Start of Block
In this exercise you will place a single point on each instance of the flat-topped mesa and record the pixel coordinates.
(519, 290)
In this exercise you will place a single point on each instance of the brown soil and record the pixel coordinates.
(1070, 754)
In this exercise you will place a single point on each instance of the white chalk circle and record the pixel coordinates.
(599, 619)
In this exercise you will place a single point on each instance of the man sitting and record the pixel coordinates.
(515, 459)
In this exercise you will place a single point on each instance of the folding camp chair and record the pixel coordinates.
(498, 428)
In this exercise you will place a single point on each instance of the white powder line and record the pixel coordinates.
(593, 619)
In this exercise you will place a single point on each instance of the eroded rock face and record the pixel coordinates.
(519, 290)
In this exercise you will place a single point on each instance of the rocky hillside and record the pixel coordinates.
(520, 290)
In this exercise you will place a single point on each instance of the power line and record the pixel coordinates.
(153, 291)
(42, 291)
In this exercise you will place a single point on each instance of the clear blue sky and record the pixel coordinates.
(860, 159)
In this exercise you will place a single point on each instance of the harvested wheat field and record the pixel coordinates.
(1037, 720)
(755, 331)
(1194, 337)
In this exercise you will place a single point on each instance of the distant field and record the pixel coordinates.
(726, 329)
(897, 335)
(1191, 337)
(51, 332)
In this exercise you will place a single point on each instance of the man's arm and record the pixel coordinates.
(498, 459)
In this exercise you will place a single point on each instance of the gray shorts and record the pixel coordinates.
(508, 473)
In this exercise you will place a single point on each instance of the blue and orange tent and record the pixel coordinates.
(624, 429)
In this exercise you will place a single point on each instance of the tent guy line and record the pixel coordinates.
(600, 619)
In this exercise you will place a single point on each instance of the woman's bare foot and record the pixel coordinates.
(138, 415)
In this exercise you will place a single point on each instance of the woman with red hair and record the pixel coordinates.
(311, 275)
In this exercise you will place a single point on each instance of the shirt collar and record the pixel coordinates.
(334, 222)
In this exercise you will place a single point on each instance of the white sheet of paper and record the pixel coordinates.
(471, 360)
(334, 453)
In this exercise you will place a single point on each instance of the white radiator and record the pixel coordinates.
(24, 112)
End of Block
YOUR GOAL =>
Every line of the material should come back unchanged.

TASK ANSWER =>
In this exercise you will place a single point on each instance of the flat-topped mesa and record the pixel coordinates.
(519, 290)
In this exercise you will place a single point on each instance of the brown soil and record the pixel coordinates.
(1070, 754)
In this exercise you will place a single point on each instance of the white chalk circle and record the pixel coordinates.
(599, 619)
In this exercise you will place a single point on each instance of the man sitting and record the pixel coordinates.
(515, 459)
In this exercise you will place a single point on each instance of the folding camp chair and record the pixel coordinates.
(498, 428)
In this exercise you will place a single point on each instance of the white powder line and record the pixel coordinates.
(593, 619)
In this exercise you will place a single point on each instance of the eroded rock face and record the pixel coordinates.
(519, 290)
In this exercise you will place a single point on each instance of the rocky hillside and record the pixel coordinates.
(520, 290)
In this exercise you will place a single point on each instance of the power line and record the pixel coordinates.
(153, 291)
(42, 291)
In this exercise you will place a single point on each instance of the clear blue sky and record the pixel coordinates.
(860, 159)
In this exercise you will place a single point on each instance of the harvested wheat field and record the pixel coordinates.
(1037, 720)
(755, 331)
(1194, 337)
In this exercise you will place a single point on each instance of the distant field and record the pixel coordinates.
(726, 329)
(897, 335)
(1191, 337)
(51, 332)
In this exercise you will place a single point on each instance of the man's arm and record the pixel coordinates.
(498, 459)
In this exercise you will place a single point on each instance of the gray shorts and record the pixel coordinates.
(508, 473)
In this exercise you will place a single point on each instance of the blue and orange tent and record the pixel coordinates.
(624, 429)
In this exercise you will place a single point on each instance of the tent guy line and record the pixel coordinates.
(600, 619)
In this exercise you will place a single point on each instance of the woman's bare foot and record the pixel coordinates.
(138, 415)
In this exercise you will place a single point on each instance of the woman with red hair and record the pixel coordinates.
(311, 275)
In this exercise you will place a single point on each instance of the shirt collar and record the pixel coordinates.
(334, 222)
In this exercise you will place a single point on each instance of the white sheet of paper and record the pixel coordinates.
(471, 360)
(334, 453)
In this exercise you will place a single point on each instance of the white radiator and record the pixel coordinates.
(24, 112)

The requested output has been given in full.